- Exercise description
Output the lines in the entries below as a Markdown table with the columns Row and Line, starting at the line containing "sky in the photo above." and running through the end of the entries, both ends included. Leave out any blank lines.

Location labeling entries
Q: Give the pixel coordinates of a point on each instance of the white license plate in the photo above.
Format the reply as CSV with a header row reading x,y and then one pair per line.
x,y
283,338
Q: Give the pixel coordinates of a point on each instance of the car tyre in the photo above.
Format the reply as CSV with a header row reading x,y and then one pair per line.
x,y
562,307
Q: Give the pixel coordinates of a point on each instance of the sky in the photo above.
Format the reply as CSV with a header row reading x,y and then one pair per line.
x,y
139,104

- Response to the task
| Row | Line |
|---|---|
| 1 | Q: Give the pixel coordinates of a point on each instance of the sky in the photo above. |
| 2 | Format the reply as CSV with a header row reading x,y and then one pair per line. |
| 3 | x,y |
| 4 | 139,104 |